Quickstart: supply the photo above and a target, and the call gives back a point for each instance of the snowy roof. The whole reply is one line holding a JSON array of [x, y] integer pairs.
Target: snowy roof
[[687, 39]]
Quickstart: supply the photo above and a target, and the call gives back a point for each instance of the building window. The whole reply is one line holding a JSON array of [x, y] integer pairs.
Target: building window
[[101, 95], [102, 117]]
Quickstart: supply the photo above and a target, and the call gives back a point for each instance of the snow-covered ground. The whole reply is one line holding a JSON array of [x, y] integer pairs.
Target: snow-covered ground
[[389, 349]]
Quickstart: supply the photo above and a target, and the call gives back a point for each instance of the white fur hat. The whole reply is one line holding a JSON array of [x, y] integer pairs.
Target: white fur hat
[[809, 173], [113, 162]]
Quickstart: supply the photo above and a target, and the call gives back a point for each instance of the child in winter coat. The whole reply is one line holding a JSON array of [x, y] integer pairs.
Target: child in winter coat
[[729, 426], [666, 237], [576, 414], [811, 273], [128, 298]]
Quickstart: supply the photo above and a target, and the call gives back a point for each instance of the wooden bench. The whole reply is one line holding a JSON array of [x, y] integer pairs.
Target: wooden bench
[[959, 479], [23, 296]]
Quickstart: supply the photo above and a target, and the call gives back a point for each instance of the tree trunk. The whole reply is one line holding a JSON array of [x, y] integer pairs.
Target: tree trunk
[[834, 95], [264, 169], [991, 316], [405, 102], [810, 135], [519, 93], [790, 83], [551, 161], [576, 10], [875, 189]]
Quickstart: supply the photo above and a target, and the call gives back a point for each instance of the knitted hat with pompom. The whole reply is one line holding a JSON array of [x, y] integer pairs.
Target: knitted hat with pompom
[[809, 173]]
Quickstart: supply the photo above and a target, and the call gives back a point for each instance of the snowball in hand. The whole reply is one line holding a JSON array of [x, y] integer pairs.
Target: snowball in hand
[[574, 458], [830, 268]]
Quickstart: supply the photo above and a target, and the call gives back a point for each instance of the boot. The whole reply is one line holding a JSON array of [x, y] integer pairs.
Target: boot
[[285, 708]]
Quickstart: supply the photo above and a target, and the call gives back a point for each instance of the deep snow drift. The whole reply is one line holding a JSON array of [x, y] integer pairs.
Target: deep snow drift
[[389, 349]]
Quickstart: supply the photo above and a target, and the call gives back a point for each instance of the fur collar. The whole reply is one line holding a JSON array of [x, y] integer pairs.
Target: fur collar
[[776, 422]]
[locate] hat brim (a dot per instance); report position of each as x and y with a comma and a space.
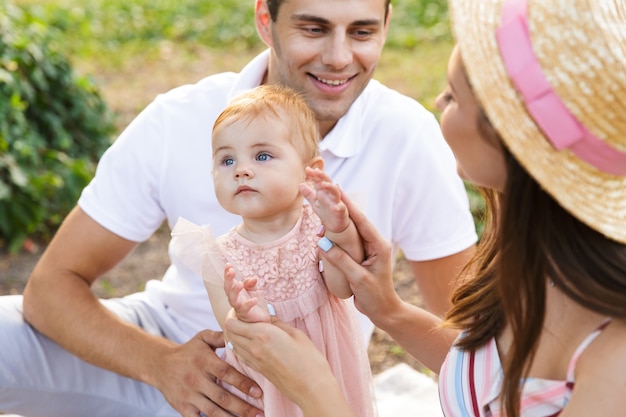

HOW TO COMPLETE THIS TASK:
Could the material above be written out again word for word, with the pictures dropped?

SOLVED EXERCISE:
Quickstart: supply the photo above and a target, and the call gives back a point for each instance of the snowy roof. The whole reply is one line holding a JSON array of [x, y] integer pairs.
Target: snowy roof
[[687, 39]]
Quickstart: supply the photo above and a target, and the call gives back a point for each instance of the building window. The whole reply is one line holding a JSON array of [x, y] integer pairs.
Target: building window
[[101, 95], [102, 117]]
Quickstart: supply the photo above and a target, and the call gives back a point for each instance of the snow-covered ground. The whole reply is one line holding a JSON array of [x, y] integer pairs.
Target: snow-covered ground
[[389, 349]]
Quickstart: supply the photo above and a target, and the call gives back a point for each instance of the white fur hat. The whole reply is one line holding a JSON array of [x, y] integer pairs.
Target: white fur hat
[[809, 173], [113, 162]]
Quickstart: supply the photo above and a target, and the call gives back a point for each instance of the child in winter coat. The whole reply is one line holding a JSON array of [x, y] integer pairs.
Target: child in winter coat
[[729, 426], [666, 237], [576, 414], [811, 273], [128, 298]]
Quickstart: supply the photo above and a target, and the call gives back a point for each instance of the wooden bench. The whole reply is one line holding a JSON array of [x, y] integer pairs.
Target: wooden bench
[[959, 479], [23, 296]]
Quickstart: supply the photo above and a target, and the call gives back a point for each instance of the tree trunk. The whole reply is one line holding a JSON array of [x, y] integer pairs.
Target: tree trunk
[[834, 95], [264, 169], [991, 316], [405, 102], [810, 135], [519, 93], [790, 83], [551, 161], [576, 10], [875, 189]]
Quickstart: supply the photo above and a target, and the call gives back a point for each instance of the knitted hat with pompom. The whole reply is one line holding a JSON array of [x, y] integer pairs.
Target: knitted hat with pompom
[[809, 173]]
Quickstart: supply the photo above and a target, and the call gives back a point for each instance of the snowball in hand. The whole reply is one line holding a JSON array of [x, y] integer pairs.
Target: snowball in hand
[[574, 458], [830, 268]]
Quickstart: supply the photo above and a target, and the call gives back a point for each instance of the boot. The whole reply is one line holding a JSON array of [x, y] integer pairs.
Target: boot
[[285, 708]]
Quickstart: supply the photo above and a target, and the call gives back a point for each instance of the deep snow drift. The whole reply is one line holding a JSON array of [x, y] integer pairs.
Target: deep snow drift
[[389, 349]]
Quickstart: supply the photo above and a target, and the call gives back a point for each instance of the fur collar. The whole reply is one line holding a JSON array of [x, y] integer pairs.
Target: fur collar
[[776, 422]]
[locate] hat brim (a dot per instance); report position of each as x and y with a comma and a space.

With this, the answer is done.